WORK TO COMPLETE:
Continue the news article about the Cape Air crash near Martha's Vineyard, starting right after its final sentence.

PROVIDED PASSAGE:
A detailed preliminary report from the National Transportation Safety Board draws no conclusions on what caused the Cape Air crash which killed pilot Capt. David Willey, a resident of Vineyard Haven, on Sept. 26.
But the full report, according to Luke Schiada, chief investigator of the crash for the NTSB which has involved local, state and federal authorities, may take six to eight months to complete.
“It is important to note we are still in the information gathering stage. There is a lot of data we are still waiting to get,” he said.
Captain Willey was the sole occupant of the 1981 twin engine nine-passenger Cessna 402C plane, which took off from the Martha’s Vineyard Airport at approximately 8:05 p.m. on Friday night on Sept. 26 from runway 33 on a repositioning flight headed for Boston.
The plane crashed shortly after, in the woods near Nip ’N’ Tuck farm in West Tisbury, about three miles northwest of the airport.
The airplane struck the tops of approximately 50-foot-tall trees and crashed in a wooded area between two houses after skimming the rooftop of a nearby house. The aircraft left two impact craters and wreckage strewn along a 305-foot-long debris path.
It was the first fatal crash in Cape Air’s 19-year history.
Information in the report, which was published on the organization’s Web site earlier this week (ntsb.gov) is uncertified and incomplete, Mr. Schiada said.
However the report states that early examination did not reveal evidence of any catastrophic failures.
Based on an initial review of maintenance records, the report states, the aircraft had been inspected on Sept. 17 and had flown approximately 40 hours since that date.
All major portions of the airplane were accounted for at the accident site.
Captain Willey was an extremely experienced pilot. His recent FAA first-class medical certificate was issued on Sept. 16, and according to Cape Air company records, he had accumulated approximately 16,746 hours of total flight experience, including 2,330 hours with the same model Cessna from the crash.
On a rainy night with light wind, the aircraft was cleared for takeoff by the Martha’s Vineyard air traffic control.
And the report states that the pilot of another Cape Air Cessna 402 operated by Cape Air, which departed for Providence approximately one minute after the accident flight, did not report any unusual weather during his initial climb, describing the turbulence below 1,000 feet as light.
The analysis shows radar contact with Captain Willey’s aircraft was lost at an altitude of 700 feet and a ground speed of 160 knots, after initial targets were registered. Working in periodic sweeps, radar registers speed and altitude of aircraft in a series of targets.
“Radar data would have continued for a flight continuing to Boston,” said Mr. Schiada.
The report states: “After takeoff the airplane was instructed to climb to an altitude of 4,000 feet and make a right turn to a heading of 360 degrees. The instructions were acknowledged by the pilot; however, there were no further communications from the airplane.”

PROVIDED INFORMATION:
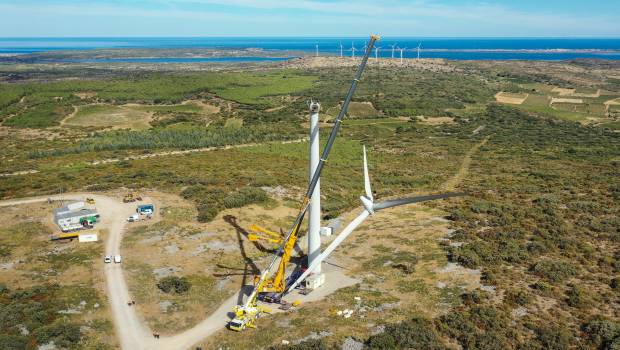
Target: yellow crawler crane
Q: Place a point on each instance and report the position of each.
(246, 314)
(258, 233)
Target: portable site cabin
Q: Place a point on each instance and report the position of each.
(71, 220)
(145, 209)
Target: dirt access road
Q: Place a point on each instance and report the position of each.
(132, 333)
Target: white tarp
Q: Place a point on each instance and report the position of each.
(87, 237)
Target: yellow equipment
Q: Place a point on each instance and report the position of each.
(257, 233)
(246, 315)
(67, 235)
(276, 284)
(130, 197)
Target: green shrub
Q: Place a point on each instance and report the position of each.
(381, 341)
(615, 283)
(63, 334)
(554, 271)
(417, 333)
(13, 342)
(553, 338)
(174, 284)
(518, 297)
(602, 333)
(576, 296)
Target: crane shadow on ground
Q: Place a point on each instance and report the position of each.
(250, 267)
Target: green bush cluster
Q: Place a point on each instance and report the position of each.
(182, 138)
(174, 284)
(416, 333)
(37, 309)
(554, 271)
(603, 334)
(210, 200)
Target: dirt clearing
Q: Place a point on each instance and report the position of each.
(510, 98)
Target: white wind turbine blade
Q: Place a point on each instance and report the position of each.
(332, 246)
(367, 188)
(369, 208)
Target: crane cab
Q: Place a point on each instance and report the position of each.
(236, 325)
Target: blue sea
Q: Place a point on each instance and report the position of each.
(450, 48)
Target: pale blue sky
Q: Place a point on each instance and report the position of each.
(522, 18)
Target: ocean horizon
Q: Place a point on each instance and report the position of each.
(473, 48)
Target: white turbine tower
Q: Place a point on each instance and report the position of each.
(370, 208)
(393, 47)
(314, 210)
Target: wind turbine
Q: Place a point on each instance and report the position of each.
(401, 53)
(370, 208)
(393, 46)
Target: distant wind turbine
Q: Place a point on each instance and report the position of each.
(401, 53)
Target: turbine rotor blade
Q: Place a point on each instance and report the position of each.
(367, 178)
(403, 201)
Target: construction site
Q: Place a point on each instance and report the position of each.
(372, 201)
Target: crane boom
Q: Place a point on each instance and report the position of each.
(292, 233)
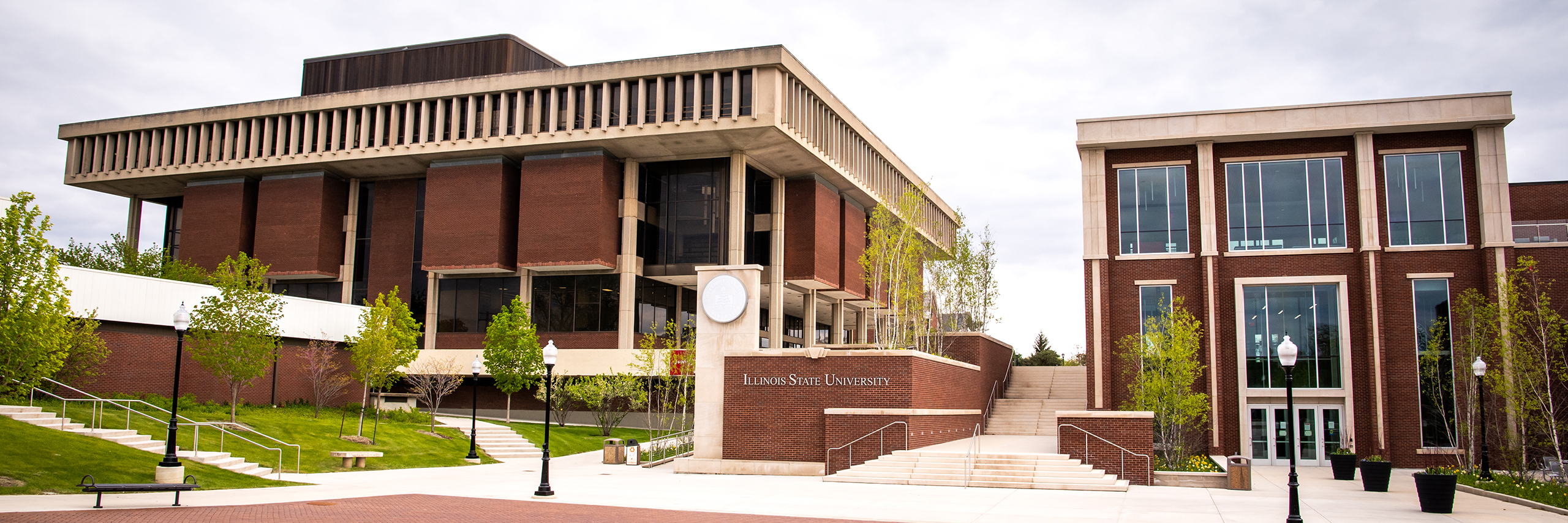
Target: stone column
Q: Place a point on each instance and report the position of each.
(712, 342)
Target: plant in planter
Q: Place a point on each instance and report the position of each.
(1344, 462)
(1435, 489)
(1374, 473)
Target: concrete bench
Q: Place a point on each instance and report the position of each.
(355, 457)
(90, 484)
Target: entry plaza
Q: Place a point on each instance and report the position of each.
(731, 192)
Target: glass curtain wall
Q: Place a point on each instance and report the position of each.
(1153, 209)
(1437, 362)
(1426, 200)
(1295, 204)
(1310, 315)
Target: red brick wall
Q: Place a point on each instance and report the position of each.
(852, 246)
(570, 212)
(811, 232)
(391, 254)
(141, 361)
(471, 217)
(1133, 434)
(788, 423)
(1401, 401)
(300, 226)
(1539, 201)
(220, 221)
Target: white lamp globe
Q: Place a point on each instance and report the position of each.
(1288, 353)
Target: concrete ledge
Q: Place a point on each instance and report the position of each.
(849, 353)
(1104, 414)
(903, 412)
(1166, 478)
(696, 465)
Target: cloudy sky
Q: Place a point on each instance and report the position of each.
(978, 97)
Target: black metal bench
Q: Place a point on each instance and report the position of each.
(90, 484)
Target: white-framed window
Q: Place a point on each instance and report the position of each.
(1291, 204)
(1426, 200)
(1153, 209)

YOUR RESPONSE:
Testimony from a witness near the accident site is included in the report. “[The witness] reported hearing the sound of a low flying airplane. He described the engine noise as ‘very loud, like the airplane was at full-throttle.’ He then heard a loud crashing sound,” it states.
The crash investigation team conducts forensic analysis of the crash, from the position of switches on the aircraft to examination cuts in the wreckage and the crash site surroundings. But, said Mr. Schiada, his job is limited to information gathering.
“It’s important not to draw conclusions that may prevent you from looking at the whole picture,” he said, adding: “I don’t issue probable cause.”
Any analysis of the information and conclusions about the crash will come from the NTSB board in Washington, he said.
Mr. Schiada said the purpose of the preliminary report is to provide some information for the public.
The initial examination of wreckage was conducted at the Martha’s Vineyard airport. Mr. Schiada said that investigation at the site is probably completed at this stage.
“We might go back to parts of the wreckage but I don’t see us going back to the actual crash site,” he said.
As part of standard protocol an autopsy is being carried out by a local medical examiner. Also as part of standard procedure, samples were taken for a toxicology examination by the Federal Aviation Administration.
Reports on these examinations will be obtained by NTSB in several weeks, Mr. Schiada said.
Much of the wreckage has been sent to a Maine storage facility, where it will be held by the insurers.
Both engines and propellers from the wreckage have been sent to the relevant manufacturers where the team will carry out further investigation using manufacturer’s tools.
Mr. Schiada said a representative from Cape Air has been on hand throughout the investigation, who provides expertise on factors such as airplane and employment history.